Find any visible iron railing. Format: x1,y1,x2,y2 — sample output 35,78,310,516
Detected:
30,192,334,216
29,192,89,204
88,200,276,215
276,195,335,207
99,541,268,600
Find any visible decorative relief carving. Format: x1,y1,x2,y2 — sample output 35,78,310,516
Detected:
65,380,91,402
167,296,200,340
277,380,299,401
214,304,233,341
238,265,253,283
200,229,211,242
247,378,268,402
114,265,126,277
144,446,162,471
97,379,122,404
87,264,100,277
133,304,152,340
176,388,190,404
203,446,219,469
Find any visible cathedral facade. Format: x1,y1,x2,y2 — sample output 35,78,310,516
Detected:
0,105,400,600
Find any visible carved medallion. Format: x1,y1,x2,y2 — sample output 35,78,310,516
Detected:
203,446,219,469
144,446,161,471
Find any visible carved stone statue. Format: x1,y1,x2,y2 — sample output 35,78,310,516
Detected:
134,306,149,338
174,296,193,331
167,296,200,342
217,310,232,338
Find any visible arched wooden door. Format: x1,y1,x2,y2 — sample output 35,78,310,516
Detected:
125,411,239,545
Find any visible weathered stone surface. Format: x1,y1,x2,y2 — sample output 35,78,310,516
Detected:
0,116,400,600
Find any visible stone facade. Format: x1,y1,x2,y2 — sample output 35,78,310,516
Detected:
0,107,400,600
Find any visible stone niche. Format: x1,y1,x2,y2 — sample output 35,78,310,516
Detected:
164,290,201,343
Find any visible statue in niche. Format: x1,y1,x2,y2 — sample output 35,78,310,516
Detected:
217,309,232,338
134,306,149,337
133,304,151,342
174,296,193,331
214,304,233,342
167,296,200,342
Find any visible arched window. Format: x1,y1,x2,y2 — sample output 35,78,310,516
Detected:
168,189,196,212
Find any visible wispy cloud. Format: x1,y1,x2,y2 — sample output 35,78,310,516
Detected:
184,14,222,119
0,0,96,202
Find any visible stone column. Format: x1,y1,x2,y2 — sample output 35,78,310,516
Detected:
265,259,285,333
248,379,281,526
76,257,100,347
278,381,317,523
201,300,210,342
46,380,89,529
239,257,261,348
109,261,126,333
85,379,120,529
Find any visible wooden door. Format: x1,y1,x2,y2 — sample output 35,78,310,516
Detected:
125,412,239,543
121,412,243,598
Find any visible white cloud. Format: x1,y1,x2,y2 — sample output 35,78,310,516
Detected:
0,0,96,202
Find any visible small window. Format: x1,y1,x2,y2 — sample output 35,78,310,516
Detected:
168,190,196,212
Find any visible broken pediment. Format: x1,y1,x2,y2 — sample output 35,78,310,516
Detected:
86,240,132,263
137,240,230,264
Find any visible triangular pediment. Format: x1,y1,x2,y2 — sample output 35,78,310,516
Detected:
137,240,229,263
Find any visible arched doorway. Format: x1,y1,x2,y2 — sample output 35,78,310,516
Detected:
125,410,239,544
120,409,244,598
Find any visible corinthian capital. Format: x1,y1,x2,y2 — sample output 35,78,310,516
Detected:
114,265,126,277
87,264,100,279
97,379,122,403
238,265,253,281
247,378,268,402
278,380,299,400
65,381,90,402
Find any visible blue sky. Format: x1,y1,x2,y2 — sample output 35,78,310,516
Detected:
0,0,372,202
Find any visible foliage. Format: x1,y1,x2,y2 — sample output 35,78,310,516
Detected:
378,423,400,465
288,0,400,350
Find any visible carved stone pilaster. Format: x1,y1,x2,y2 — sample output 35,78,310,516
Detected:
..........
#### WHAT THIS TASK INVOLVES:
Reproduce, without any alteration, the lines of the records that begin with the line containing "Find any visible arched window." and continue through the line containing "85,379,120,529". Include both of those boundary lines.

#### RESULT OF THE TASK:
Find any visible arched window. Format: x1,y1,x2,y2 — sample output 35,78,310,516
Detected:
168,189,196,212
Find any visible wispy cloud. Format: x1,y1,x2,y2 — sample output 35,78,310,516
Detected:
184,14,222,119
0,0,96,202
Find any visible stone column. Format: x1,y1,x2,y2 — sample output 35,78,310,516
Detected:
265,259,285,333
248,379,281,526
76,257,100,347
278,381,317,523
201,300,210,342
46,380,89,529
239,257,261,348
109,261,126,333
85,379,120,529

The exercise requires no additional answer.